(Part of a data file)
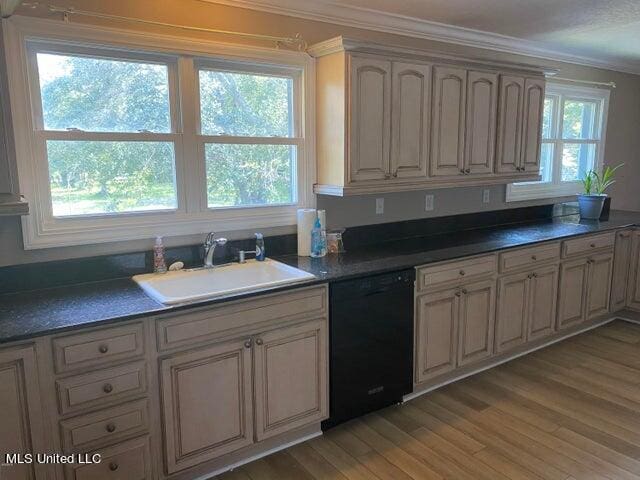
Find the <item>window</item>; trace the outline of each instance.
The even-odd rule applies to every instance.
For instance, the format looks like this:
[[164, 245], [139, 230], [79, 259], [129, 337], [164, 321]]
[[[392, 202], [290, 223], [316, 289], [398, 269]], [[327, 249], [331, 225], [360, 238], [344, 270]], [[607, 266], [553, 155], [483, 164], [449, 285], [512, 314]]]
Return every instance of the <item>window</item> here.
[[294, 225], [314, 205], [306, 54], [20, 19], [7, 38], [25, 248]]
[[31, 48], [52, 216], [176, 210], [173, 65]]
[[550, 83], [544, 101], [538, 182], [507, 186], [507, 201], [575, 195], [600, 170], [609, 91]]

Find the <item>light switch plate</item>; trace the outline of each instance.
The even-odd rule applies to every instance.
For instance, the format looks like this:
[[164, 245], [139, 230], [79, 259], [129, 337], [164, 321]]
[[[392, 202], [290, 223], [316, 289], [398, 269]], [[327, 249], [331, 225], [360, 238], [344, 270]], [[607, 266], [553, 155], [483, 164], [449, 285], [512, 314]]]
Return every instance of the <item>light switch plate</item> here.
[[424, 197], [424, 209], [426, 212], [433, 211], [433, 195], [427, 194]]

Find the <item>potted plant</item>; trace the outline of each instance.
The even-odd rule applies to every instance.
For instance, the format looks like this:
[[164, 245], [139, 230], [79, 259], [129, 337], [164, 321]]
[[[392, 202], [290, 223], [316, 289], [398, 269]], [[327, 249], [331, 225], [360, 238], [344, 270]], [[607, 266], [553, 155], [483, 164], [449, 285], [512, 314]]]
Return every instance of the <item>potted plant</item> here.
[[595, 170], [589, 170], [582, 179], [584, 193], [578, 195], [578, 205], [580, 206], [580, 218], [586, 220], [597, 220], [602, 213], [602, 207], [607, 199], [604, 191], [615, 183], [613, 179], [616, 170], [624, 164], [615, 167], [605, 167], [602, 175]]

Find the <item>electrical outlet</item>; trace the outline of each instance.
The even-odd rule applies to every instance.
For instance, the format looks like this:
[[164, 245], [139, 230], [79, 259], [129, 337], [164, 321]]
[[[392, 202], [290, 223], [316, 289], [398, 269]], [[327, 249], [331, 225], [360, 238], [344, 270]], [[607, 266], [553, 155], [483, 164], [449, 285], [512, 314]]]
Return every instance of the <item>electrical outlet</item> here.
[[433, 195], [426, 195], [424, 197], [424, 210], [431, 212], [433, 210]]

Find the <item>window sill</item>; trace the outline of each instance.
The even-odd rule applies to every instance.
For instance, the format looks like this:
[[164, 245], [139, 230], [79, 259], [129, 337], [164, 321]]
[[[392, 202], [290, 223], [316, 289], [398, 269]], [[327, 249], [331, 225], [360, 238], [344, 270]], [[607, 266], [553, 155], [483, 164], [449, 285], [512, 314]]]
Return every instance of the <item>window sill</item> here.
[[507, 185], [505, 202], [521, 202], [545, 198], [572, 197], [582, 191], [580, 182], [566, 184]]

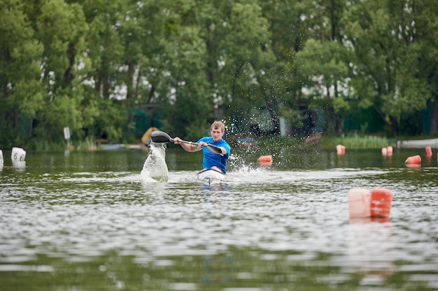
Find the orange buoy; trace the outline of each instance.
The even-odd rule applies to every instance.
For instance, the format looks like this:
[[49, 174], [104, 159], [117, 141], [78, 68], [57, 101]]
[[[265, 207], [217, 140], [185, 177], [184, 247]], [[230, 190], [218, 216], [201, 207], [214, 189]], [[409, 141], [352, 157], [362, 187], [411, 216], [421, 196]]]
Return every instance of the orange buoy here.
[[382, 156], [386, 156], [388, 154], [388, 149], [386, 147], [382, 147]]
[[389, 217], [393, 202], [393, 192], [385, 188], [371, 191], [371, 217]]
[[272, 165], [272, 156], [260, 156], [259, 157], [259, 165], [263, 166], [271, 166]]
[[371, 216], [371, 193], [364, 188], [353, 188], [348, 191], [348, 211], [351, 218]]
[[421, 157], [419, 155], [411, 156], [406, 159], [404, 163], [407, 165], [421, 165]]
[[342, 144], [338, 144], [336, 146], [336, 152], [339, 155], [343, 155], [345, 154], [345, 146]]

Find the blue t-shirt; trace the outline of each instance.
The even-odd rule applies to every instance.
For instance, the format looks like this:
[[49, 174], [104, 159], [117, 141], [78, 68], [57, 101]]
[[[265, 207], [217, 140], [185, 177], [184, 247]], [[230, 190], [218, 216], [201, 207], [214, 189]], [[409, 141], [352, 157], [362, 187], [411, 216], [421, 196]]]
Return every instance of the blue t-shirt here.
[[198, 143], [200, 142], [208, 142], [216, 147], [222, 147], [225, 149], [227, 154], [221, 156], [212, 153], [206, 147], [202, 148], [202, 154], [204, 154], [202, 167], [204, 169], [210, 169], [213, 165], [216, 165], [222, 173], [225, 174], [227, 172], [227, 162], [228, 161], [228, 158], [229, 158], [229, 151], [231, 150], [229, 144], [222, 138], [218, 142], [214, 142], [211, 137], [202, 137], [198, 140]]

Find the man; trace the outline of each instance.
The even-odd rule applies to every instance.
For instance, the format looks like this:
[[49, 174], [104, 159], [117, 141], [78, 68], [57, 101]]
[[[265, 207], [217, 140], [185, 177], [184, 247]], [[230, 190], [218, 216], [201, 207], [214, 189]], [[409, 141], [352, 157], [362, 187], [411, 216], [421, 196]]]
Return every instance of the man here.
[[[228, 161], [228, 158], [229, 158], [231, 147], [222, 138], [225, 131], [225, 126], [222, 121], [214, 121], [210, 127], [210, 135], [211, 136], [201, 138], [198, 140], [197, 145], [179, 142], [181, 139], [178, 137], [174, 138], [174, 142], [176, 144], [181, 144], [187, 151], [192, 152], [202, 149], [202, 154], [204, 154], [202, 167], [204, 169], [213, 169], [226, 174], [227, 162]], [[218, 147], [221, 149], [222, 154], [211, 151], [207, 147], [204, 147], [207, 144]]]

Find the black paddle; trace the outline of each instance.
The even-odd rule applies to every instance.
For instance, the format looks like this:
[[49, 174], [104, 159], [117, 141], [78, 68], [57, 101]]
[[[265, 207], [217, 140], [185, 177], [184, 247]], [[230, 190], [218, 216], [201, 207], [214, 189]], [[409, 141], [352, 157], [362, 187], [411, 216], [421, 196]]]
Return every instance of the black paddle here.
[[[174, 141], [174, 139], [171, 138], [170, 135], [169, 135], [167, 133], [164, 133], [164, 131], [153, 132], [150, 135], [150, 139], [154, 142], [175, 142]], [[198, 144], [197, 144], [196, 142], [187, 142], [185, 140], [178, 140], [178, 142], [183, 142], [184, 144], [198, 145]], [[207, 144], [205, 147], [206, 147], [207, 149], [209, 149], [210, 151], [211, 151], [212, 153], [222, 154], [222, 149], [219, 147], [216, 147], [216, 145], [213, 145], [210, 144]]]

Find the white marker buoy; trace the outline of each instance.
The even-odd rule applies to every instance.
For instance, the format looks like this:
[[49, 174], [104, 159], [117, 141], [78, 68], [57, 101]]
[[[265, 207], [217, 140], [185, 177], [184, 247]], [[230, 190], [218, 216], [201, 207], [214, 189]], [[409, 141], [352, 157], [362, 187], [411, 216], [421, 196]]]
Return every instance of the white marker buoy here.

Goal: Turn every line of the records above into a numbered list, omitting blank lines and the pictures.

Complete answer:
1. Find the <item>window</item>; trace the outline of each instance.
2. The even-odd rule applies to every instance.
3. For instance, the format looks like this:
4. [[164, 245], [139, 230], [79, 259], [129, 337], [164, 321]]
5. [[[392, 202], [290, 223], [316, 289], [398, 269]], [[327, 249], [331, 225], [360, 238], [344, 270]], [[607, 266], [553, 155], [483, 164], [449, 285], [512, 314]]]
6. Return every instance of the <item>window</item> here.
7. [[294, 225], [314, 205], [306, 54], [20, 19], [7, 38], [25, 248]]
8. [[31, 48], [52, 216], [176, 210], [173, 65]]
9. [[550, 83], [544, 101], [538, 182], [507, 186], [507, 201], [575, 195], [600, 170], [609, 91]]
10. Find the <item>light switch plate</item>; trace the outline of each instance.
11. The even-odd rule applies to every instance.
12. For instance, the format looks like this:
13. [[164, 245], [139, 230], [79, 259], [129, 337], [164, 321]]
14. [[[392, 202], [290, 223], [316, 289], [398, 269]], [[327, 249], [331, 225], [360, 238], [344, 270]], [[607, 266], [553, 155], [483, 164], [449, 285], [512, 314]]]
15. Return every instance of the <item>light switch plate</item> here.
16. [[424, 197], [424, 209], [426, 212], [433, 211], [433, 195], [427, 194]]
17. Find the <item>potted plant</item>; trace the outline of each instance.
18. The even-odd rule applies to every instance.
19. For instance, the format looks like this:
20. [[164, 245], [139, 230], [79, 259], [129, 337], [164, 321]]
21. [[[392, 202], [290, 223], [316, 289], [398, 269]], [[327, 249], [331, 225], [360, 238], [344, 270]], [[607, 266], [553, 155], [483, 164], [449, 285], [512, 314]]]
22. Return every instance of the <item>potted plant</item> here.
23. [[595, 170], [589, 170], [582, 179], [584, 193], [578, 195], [578, 205], [580, 206], [580, 218], [586, 220], [597, 220], [602, 213], [602, 207], [607, 199], [604, 191], [615, 183], [613, 179], [616, 170], [624, 164], [615, 167], [605, 167], [602, 175]]
24. Find the <item>electrical outlet</item>; trace the outline of each instance.
25. The even-odd rule applies to every instance.
26. For instance, the format looks like this:
27. [[164, 245], [139, 230], [79, 259], [129, 337], [164, 321]]
28. [[[392, 202], [290, 223], [316, 289], [398, 269]], [[327, 249], [331, 225], [360, 238], [344, 270]], [[607, 266], [553, 155], [483, 164], [449, 285], [512, 314]]]
29. Return every instance of the <item>electrical outlet</item> here.
30. [[433, 195], [426, 195], [424, 197], [424, 210], [431, 212], [433, 210]]
31. Find the <item>window sill</item>; trace the outline of each instance.
32. The even-odd rule applies to every instance.
33. For instance, the format looks like this:
34. [[164, 245], [139, 230], [79, 259], [129, 337], [164, 321]]
35. [[[392, 202], [290, 223], [316, 289], [398, 269]], [[327, 249], [331, 225], [360, 238], [344, 270]], [[607, 266], [553, 155], [483, 164], [449, 285], [512, 314]]]
36. Return every instance of the <item>window sill</item> here.
37. [[507, 185], [505, 202], [521, 202], [545, 198], [572, 197], [582, 191], [580, 182], [566, 184]]
38. Find the orange buoy; trace the outline of each instance.
39. The even-odd rule applies to every instance.
40. For instance, the format looks like this:
41. [[49, 174], [104, 159], [117, 141], [78, 68], [57, 101]]
42. [[[265, 207], [217, 140], [185, 177], [184, 247]], [[230, 190], [218, 216], [201, 207], [214, 189]], [[409, 141], [352, 157], [362, 187], [411, 216], [421, 196]]]
43. Return every instance of the orange buoy here.
44. [[382, 156], [386, 156], [388, 154], [388, 149], [386, 147], [382, 147]]
45. [[389, 217], [393, 202], [393, 192], [385, 188], [371, 191], [371, 217]]
46. [[272, 165], [272, 156], [260, 156], [259, 157], [259, 165], [263, 166], [271, 166]]
47. [[371, 216], [371, 193], [364, 188], [353, 188], [348, 191], [348, 211], [351, 218]]
48. [[421, 157], [419, 155], [411, 156], [406, 159], [404, 163], [407, 165], [421, 165]]
49. [[342, 144], [338, 144], [336, 146], [336, 152], [339, 155], [343, 155], [345, 154], [345, 146]]
50. Find the blue t-shirt; trace the outline of each instance.
51. The even-odd rule applies to every instance.
52. For instance, the format looks like this:
53. [[49, 174], [104, 159], [117, 141], [78, 68], [57, 101]]
54. [[[265, 207], [217, 140], [185, 177], [184, 247]], [[230, 190], [218, 216], [201, 207], [214, 189]], [[409, 141], [352, 157], [362, 187], [411, 216], [421, 196]]]
55. Return every instance of the blue t-shirt here.
56. [[198, 143], [200, 142], [208, 142], [216, 147], [222, 147], [225, 149], [227, 154], [221, 156], [212, 153], [206, 147], [202, 148], [202, 154], [204, 154], [202, 167], [204, 169], [210, 169], [213, 165], [216, 165], [222, 173], [225, 174], [227, 172], [227, 162], [228, 161], [228, 158], [229, 158], [229, 151], [231, 150], [229, 144], [222, 138], [218, 142], [214, 142], [211, 137], [202, 137], [198, 140]]
57. Find the man; trace the outline of each instance.
58. The even-odd rule applies to every instance.
59. For instance, the format looks like this:
60. [[49, 174], [104, 159], [117, 141], [78, 68], [57, 101]]
61. [[[265, 207], [217, 140], [185, 177], [184, 247]], [[230, 190], [218, 216], [201, 207], [214, 189]], [[409, 141], [352, 157], [362, 187], [411, 216], [421, 196]]]
62. Return every instance of the man here.
63. [[[228, 161], [228, 158], [229, 158], [231, 147], [222, 138], [225, 131], [225, 126], [222, 121], [214, 121], [210, 127], [210, 135], [211, 136], [201, 138], [198, 140], [197, 145], [179, 142], [181, 139], [178, 137], [174, 138], [174, 142], [176, 144], [181, 144], [187, 151], [192, 152], [202, 149], [202, 154], [204, 154], [202, 167], [204, 169], [213, 169], [226, 174], [227, 162]], [[218, 147], [221, 149], [222, 154], [211, 151], [207, 147], [204, 147], [207, 144]]]
64. Find the black paddle; trace the outline of each instance.
65. The even-odd rule applies to every instance.
66. For instance, the format looks like this:
67. [[49, 174], [104, 159], [117, 141], [78, 68], [57, 101]]
68. [[[265, 207], [217, 140], [185, 177], [184, 247]], [[230, 190], [218, 216], [201, 207], [214, 189]], [[409, 141], [352, 157], [362, 187], [411, 216], [421, 196]]]
69. Return every instance of the black paddle here.
70. [[[174, 141], [174, 139], [171, 138], [170, 135], [169, 135], [167, 133], [164, 133], [164, 131], [153, 132], [150, 135], [150, 139], [154, 142], [175, 142]], [[198, 144], [197, 144], [196, 142], [187, 142], [185, 140], [178, 140], [178, 142], [183, 142], [184, 144], [198, 145]], [[207, 144], [205, 147], [206, 147], [207, 149], [209, 149], [210, 151], [211, 151], [212, 153], [222, 154], [222, 149], [219, 147], [216, 147], [216, 145], [213, 145], [210, 144]]]
71. Find the white marker buoy; trace the outline of each instance.
72. The even-odd rule applies to every instance.
73. For instance, the format looks like this:
74. [[49, 174], [104, 159], [117, 141], [78, 68], [57, 101]]
75. [[[265, 207], [217, 140], [185, 177], [184, 247]], [[230, 190], [218, 216], [201, 207], [214, 189]], [[409, 141], [352, 157], [362, 187], [411, 216], [421, 196]]]
76. Return every instance of the white marker buoy here.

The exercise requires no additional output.